● **Using the information**:
(A) In the dictionary entry on informed consent, rewrite the paragraph beginning "It is now settled" more briefly while keeping its main facts.
(B) Pick up the dictionary entry on informed consent after its last sentence and continue it.

------ Provided text

Duhaime's Law Dictionary


Informed Consent Definition:

The consent of a capable patient to treatment after disclosure of the risks.

Related Terms: Medical Malpractice

In Acuna v Turkish, Justice Albin of the Supreme Court of New Jersey provided this summary of law:

"The underlying basis for the doctrine of informed consent is a patient's right of self-determination, the right to intelligently decide whether to choose or decline a particular medical procedure.

"Every human being of adult years and sound mind has a right to determine what shall be done with his own body; and a surgeon who performs an operation without his patient's consent, commits an assault, for which he is liable in damages.

"The informed consent doctrine has evolved from a concept originally sounding in battery to a firmly established principle of negligence involving the duty of care a doctor owes his patient.

"It is now settled that a physician has a legal duty to disclose to the patient all medical information that a reasonably prudent patient would find material before deciding whether to undergo a medical procedure. The standard focuses on what a reasonable patient needs to know — that is, what a reasonable patient would likely find significant given the risks — to make an informed decision in foregoing or assenting to a medical procedure. The standard obligates the physician to disclose only that information material to a reasonable patient's informed decision. Generally, the physician is required to inform the patient of the available medical options, the risks associated with those options, and the nature of the intended procedure."

Informed consent imageIn an article published in the California Law Review, Michael Myers wrote:

"A physician is under an obligation (1) to make a full disclosure of all known material risks in a proposed operation or course of treatment except for those risks of which the patient is likely to know or (2) to prove the reasonableness of any lesser disclosure or the immateriality of the undisclosed risk."

------------
------ Data provided

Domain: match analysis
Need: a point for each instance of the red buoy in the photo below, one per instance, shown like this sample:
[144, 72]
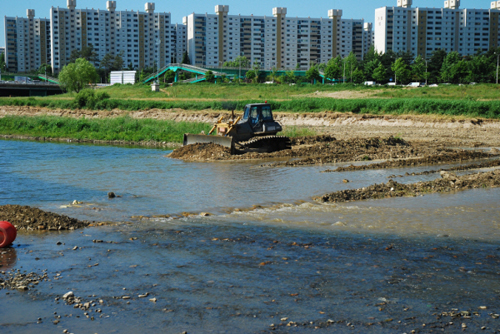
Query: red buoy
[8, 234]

------------
------ Data provided

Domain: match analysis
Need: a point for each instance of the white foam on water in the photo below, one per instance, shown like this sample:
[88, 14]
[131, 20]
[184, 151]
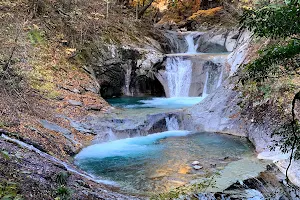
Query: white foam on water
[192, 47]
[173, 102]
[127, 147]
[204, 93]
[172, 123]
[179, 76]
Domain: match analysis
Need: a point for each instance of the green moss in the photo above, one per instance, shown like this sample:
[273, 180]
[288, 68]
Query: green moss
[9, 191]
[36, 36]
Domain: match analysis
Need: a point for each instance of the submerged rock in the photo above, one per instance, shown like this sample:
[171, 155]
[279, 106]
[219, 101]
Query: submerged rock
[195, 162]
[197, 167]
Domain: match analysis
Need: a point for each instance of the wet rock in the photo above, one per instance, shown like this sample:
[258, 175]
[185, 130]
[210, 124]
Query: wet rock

------------

● **Responses by item number**:
(A) A physician must disclose all medical information that a reasonably prudent patient would find material before deciding whether to undergo a procedure. The standard turns on what a reasonable patient would likely find significant, given the risks, when deciding to accept or forgo treatment. Only information material to that decision must be disclosed. Generally, this means the available medical options, the risks of those options, and the nature of the intended procedure.

(B)
In Salgo v Leland Stanford, Justice Bray of the Court of Appeals of California repeated these words:

"A physician violates his duty to his patient and subjects himself to liability if he withholds any facts which are necessary to form the basis of an intelligent consent by the patient to the proposed treatment. Likewise the physician may not minimize the known dangers of a procedure or operation in order to induce his patient's consent. At the same time, the physician must place the welfare of his patient above all else and this very fact places him in a position in which he sometimes must choose between two alternative courses of action. One is to explain to the patient every risk attendant upon any surgical procedure or operation, no matter how remote; this may well result in alarming a patient who is already unduly apprehensive and who may as a result refuse to undertake surgery in which there is in fact minimal risk; it may also result in actually increasing the risks by reason of the physiological results of the apprehension itself. The other is to recognize that each patient presents a separate problem, that the patient's mental and emotional condition is important and in certain cases may be crucial, and that in discussing the element of risk a certain amount of discretion must be employed consistent with the full disclosure of facts necessary to an informed consent."

Author and law professor H. Hull wrote:

"Informed consent is a legal construct grounded in principles of individual autonomy and emanates from the fundamental concept that every human being of adult years and sound mind has a right to determine what shall be done with his own body. Built upon the elements of information, decisional capacity, and voluntarism, the doctrine of informed consent recognizes that patients have a right to be fully informed of the alternatives to and risks of a proposed procedure prior to being subjected thereto....

"The failure to obtain such consent before acting may constitute a breach of duty and subject the medical provider to liability. Valid informed consent also requires the absence of coercion and the presence of a competent patient."